Well, debugfs is actually something that shouldn't be used in production ;-)

Granted, read-only debugfs nodes that would be just printing the engine
states without affecting the driver functionality can be present on
production environments, as those could be used by sysadmins to report
issues to distribution vendors. 

On other words, we may have two separate groups of debugfs entries:

- entries that won't be changing the driver or GPU state machine;
- entries that will be affecting the driver, like forcing resets
  forcing reset to fail, etc. are more dangerous and may deserve an 
  special Kconfig entry.

On such case, I would be placing a scary message at the Kconfig.debug
file, like:

	config DRM_XE_DANGEROUS_DEBUGFS
		bool "Enable driver development debugfs entries (DANGEROUS)"
		depends on DRM_XE_DEBUG && DEBUGFS
		default n

		help

		  Add special debugfs entries meant to test Xe driver.

		  Never enable those in production as those may cause
		  malfunctioning at the Xe driver.

		  Set it to "N", except if you're debugging Xe driver.

I would also place those options on a separate debugfs list, e. g.:

	static const struct drm_info_list danger_debugfs_list[] = {
		{"force_reset", force_reset, 0},
		/* 
		 * Whatever other node that writing to it would cause
		 * side effects at the driver
		 */
		{"fake_reset_failure", fake_reset_failure, 0},
	};

In time, DRM_XE_USERPTR_INVAL_INJECT is also a dangerous option. Btw,
shouldn't it be enabled only via a debugfs entry too? If not, then
perhaps we should use a menuconfig where we'll be placing all those
error-inject features altogether. 

Regards,
Mauro

Set of tasks ::
1) Reproduce the section of the debugfs post starting at "config DRM_XE_DANGEROUS_DEBUGFS" and ending at "the Xe driver.".
2) Using the debugfs post, what are the answers to these questions?
(a) What default value does the proposed DRM_XE_DANGEROUS_DEBUGFS option have?
(b) Which two entries appear in danger_debugfs_list?
(c) Which other option does the post also call dangerous?

Entries provided ::

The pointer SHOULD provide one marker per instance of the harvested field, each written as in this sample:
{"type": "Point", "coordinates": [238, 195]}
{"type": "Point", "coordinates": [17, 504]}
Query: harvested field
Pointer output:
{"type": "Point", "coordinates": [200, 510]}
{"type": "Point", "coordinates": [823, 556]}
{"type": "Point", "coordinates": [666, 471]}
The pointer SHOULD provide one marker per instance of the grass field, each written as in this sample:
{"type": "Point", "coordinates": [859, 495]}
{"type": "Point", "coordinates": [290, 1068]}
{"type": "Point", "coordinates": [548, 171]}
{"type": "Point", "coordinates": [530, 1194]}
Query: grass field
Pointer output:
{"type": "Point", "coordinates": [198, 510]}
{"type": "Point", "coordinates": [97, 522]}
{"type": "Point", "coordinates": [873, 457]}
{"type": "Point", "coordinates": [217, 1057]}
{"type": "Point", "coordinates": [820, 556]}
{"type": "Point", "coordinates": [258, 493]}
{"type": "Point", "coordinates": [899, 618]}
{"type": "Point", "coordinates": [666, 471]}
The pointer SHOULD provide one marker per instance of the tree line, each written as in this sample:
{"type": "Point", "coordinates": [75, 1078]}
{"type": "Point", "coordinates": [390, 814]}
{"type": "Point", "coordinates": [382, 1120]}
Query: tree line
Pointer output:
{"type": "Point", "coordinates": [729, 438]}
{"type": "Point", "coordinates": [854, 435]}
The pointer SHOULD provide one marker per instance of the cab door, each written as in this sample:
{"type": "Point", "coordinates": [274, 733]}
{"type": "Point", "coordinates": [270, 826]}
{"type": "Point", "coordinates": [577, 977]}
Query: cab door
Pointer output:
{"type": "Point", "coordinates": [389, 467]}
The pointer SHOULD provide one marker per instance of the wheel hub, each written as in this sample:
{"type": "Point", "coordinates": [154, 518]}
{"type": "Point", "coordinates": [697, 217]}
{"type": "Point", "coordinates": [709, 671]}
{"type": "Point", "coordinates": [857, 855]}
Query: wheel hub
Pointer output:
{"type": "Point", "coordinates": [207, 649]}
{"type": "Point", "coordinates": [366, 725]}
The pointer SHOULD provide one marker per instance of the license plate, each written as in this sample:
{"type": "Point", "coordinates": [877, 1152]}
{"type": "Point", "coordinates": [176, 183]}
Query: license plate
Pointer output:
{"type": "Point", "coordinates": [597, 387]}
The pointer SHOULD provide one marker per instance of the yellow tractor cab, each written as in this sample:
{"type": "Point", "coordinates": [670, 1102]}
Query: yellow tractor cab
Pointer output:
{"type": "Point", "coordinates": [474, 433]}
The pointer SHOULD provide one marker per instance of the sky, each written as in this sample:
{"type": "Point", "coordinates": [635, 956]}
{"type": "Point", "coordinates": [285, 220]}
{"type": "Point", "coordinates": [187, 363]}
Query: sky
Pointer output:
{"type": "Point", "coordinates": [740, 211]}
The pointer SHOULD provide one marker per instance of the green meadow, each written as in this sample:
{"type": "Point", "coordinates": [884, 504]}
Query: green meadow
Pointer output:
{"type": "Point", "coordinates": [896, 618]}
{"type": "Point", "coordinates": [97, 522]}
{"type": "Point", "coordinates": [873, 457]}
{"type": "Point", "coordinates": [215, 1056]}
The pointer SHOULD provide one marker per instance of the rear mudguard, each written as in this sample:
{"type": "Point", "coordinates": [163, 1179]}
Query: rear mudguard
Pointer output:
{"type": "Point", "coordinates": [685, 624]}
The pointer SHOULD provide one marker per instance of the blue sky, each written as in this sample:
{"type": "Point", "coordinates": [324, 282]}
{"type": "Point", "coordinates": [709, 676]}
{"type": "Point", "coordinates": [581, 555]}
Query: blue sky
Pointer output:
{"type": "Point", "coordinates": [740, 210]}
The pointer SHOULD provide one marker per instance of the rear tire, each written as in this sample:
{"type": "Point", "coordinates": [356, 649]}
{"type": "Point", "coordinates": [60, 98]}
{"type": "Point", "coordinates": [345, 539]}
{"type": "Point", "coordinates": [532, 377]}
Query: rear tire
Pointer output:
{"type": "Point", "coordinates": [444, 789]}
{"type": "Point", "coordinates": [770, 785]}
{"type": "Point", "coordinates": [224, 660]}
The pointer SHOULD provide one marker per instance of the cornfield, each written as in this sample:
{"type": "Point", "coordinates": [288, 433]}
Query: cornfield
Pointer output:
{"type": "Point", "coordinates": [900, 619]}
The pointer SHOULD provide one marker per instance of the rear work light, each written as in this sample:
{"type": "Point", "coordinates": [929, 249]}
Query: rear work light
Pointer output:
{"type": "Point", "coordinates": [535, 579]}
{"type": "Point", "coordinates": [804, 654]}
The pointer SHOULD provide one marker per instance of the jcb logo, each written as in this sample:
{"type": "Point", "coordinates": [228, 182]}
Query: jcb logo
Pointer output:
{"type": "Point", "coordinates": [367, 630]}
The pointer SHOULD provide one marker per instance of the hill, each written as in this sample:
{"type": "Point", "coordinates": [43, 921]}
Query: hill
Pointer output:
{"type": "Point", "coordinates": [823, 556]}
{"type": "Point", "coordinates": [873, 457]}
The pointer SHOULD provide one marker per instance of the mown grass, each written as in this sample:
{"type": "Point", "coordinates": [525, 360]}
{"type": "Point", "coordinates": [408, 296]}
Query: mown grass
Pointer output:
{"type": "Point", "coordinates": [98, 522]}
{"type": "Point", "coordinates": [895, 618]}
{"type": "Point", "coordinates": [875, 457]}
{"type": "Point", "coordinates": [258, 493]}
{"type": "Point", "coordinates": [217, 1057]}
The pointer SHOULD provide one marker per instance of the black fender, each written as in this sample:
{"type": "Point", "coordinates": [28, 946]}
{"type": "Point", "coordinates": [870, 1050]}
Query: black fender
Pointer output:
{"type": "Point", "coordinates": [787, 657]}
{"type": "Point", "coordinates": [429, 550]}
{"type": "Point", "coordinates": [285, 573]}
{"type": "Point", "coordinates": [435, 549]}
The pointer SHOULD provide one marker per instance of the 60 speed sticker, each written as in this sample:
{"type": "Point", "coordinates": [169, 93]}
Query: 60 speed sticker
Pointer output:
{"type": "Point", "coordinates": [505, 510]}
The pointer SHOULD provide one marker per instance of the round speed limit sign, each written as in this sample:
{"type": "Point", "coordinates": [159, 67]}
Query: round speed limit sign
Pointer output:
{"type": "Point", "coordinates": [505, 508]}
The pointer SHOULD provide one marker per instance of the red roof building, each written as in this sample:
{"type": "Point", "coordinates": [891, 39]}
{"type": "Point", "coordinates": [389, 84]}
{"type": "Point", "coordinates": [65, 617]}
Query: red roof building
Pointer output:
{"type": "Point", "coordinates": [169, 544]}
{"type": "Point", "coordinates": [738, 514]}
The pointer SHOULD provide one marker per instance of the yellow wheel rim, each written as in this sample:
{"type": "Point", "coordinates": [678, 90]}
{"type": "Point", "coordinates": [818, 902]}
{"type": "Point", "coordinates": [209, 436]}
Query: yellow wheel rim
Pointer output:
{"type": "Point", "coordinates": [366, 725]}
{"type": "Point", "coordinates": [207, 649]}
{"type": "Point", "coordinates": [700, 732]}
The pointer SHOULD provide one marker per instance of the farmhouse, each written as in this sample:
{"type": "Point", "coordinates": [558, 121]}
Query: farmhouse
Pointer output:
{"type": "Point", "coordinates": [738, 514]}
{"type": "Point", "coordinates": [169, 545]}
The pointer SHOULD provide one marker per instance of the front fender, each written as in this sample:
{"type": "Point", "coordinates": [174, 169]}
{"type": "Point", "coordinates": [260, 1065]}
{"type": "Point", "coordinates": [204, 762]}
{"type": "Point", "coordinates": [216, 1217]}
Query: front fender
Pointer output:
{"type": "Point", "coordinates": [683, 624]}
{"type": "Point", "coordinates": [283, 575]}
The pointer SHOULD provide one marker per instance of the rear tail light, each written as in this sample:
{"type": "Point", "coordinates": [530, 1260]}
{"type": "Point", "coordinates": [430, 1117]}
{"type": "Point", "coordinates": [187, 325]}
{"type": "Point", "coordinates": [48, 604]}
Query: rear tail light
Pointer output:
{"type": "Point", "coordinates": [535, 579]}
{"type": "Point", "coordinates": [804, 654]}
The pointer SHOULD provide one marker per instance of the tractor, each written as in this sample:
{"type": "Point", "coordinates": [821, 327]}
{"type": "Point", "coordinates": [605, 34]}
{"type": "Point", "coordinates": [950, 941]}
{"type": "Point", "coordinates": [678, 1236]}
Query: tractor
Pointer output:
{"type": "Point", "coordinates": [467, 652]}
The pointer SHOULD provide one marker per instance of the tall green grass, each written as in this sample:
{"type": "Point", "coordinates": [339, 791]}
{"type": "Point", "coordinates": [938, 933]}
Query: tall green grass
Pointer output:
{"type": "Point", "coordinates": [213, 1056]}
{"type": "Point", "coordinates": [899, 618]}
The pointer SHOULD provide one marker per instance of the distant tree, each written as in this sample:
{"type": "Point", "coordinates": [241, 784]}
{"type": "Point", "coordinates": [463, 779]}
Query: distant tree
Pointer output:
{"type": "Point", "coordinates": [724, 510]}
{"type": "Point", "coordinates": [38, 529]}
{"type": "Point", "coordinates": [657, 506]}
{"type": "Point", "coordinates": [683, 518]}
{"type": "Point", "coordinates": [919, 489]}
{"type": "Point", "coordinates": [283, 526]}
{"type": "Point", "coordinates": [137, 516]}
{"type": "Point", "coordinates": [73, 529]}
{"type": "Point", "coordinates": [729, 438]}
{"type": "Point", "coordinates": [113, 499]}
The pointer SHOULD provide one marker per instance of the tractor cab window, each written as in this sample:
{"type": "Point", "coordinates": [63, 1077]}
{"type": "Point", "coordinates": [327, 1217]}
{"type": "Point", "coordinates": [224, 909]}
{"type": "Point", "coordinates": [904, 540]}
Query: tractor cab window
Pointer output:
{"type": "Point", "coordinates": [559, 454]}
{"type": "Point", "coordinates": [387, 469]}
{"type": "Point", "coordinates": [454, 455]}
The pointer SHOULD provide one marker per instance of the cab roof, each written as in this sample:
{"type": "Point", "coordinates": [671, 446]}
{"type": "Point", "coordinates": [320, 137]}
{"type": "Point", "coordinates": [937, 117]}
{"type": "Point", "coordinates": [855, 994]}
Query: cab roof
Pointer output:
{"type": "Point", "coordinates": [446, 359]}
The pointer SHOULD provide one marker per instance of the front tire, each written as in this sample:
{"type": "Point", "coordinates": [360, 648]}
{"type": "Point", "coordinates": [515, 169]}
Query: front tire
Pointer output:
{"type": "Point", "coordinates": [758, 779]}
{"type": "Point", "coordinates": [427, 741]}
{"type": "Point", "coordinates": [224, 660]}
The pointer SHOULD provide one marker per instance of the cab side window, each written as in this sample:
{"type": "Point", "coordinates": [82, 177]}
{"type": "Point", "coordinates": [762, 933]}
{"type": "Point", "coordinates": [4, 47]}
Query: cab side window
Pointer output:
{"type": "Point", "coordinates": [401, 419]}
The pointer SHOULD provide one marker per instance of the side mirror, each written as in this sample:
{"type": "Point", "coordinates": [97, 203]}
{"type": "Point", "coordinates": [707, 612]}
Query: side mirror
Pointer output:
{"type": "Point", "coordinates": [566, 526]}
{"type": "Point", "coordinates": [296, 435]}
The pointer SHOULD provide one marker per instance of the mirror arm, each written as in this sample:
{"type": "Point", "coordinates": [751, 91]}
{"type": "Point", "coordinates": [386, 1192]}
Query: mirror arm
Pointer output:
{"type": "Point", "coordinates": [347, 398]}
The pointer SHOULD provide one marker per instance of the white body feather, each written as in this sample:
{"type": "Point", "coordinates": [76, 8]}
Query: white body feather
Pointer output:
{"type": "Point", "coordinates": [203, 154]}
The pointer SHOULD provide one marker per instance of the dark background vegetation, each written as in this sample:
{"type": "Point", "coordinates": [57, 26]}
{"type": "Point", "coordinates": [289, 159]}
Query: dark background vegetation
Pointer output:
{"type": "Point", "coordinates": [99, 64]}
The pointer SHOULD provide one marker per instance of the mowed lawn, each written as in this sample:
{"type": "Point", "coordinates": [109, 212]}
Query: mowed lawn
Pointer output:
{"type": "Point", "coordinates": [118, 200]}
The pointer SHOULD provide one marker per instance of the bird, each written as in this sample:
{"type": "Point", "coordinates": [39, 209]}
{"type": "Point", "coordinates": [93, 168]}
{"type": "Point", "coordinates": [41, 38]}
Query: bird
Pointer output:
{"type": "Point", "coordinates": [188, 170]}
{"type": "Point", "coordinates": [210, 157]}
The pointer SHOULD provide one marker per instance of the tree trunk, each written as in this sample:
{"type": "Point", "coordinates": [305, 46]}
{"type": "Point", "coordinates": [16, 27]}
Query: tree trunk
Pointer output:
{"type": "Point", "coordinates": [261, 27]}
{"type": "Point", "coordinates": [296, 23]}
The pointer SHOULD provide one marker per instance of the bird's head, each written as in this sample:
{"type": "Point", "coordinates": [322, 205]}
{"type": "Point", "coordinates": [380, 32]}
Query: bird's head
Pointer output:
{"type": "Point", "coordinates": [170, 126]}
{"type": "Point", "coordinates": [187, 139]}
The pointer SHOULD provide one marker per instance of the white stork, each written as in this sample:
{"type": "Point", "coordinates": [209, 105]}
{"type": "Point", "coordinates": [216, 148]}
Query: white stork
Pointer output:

Solutions below ::
1)
config DRM_XE_DANGEROUS_DEBUGFS
		bool "Enable driver development debugfs entries (DANGEROUS)"
		depends on DRM_XE_DEBUG && DEBUGFS
		default n

		help

		  Add special debugfs entries meant to test Xe driver.

		  Never enable those in production as those may cause
		  malfunctioning at the Xe driver.

2)
(a) n
(b) force_reset and fake_reset_failure
(c) DRM_XE_USERPTR_INVAL_INJECT